- **DOCUMENT SECTION**:
============================================================

Keep in mind that I have been in many, many Code Blues. I lost count of the number while I was still in nursing school. The one last night took the icing off the cake however. Many thanks to the folks of Wikipedia who’ll help me explain all the jargon I just used.
I was sitting in the nurses station watching the monitors (last 2 codes I’ve been sitting there when they started, gotta quit that) when the call light goes off in a patient’s room. I see that he’s in what looks like VTach on the monitor. So everyone’s rushing into the room. I grab the crash cart (that’s usually what I end up doing in the codes here) and drag it behind me. The guy is sitting in the chair at the foot of the bed, not in the bed (first this has happened for me) so everyone gets him down on the floor. I slapped the hands-free defibrillation pads on his chest. He was still in VTach so I shocked him. He converted back into a sinus rhythm, but wasn’t waking up. So they get to working on him. Meanwhile I’m standing on the bed trying to get the amb bag attached to the oxygen on the wall but it won’t reach. So they bring in an oxygen tank and I’m on the bed trying to connect suction. So we get him tubed. He goes back into VTach so we shock him again and we’ve got an arrogant doc in the room taking over (he was the supervising doc for the residents). He was yelling for all sorts of paralytics which aren’t stocked on our floor (we’re a cardiac post intervention unit). We give the pt Amiodarone which is an antiarrhythmic agent. The patient wakes up and extubates himself, sits up and says “What are you trying to do? Kill me?” Arrogant doc says “Nope, you did fine doing that on your own. We saved your life.” Then the patient crawls up into his bed on his own and we get him all transfered to the unit. Docs say he was going to go for an AICD today
First time I ever saw anybody extubated that quickly after a successful intubation.
Favorite quote from this code “What are you trying to do? Kill me?” from the patient
All time favorite quote from any code “What are we doing about her not breathing?” from the doctor on entering a patient’s room to find her not breathing.

============================================================

- **RECORD EXCERPTS**:
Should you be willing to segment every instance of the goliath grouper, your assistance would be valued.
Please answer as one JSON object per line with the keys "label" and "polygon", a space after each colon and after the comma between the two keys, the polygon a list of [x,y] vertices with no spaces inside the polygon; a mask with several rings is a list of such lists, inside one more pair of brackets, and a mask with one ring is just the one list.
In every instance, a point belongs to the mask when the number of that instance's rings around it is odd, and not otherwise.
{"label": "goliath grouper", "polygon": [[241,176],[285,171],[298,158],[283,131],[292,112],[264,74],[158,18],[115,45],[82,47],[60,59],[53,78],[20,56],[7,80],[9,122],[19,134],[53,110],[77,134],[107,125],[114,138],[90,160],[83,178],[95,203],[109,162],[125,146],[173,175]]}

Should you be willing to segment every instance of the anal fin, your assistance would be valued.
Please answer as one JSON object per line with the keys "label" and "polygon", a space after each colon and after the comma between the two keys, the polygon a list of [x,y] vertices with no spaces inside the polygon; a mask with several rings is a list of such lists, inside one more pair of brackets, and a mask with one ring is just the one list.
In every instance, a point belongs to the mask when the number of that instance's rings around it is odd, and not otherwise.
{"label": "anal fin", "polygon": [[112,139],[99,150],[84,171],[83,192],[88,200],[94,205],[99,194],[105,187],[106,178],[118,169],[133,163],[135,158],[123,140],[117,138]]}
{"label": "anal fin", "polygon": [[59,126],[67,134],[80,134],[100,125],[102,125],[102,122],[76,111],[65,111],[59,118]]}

============================================================

- **WORK TO COMPLETE**: From the Code Blue account above, list each distinct quotation that appears in quotation marks, and say who speaks each one.

- **RESPONSE TO THE EXERCISE**:
1. "What are you trying to do? Kill me?" (the patient)
2. "Nope, you did fine doing that on your own. We saved your life." (the arrogant doc)
3. "What are we doing about her not breathing?" (the doctor entering a patient's room)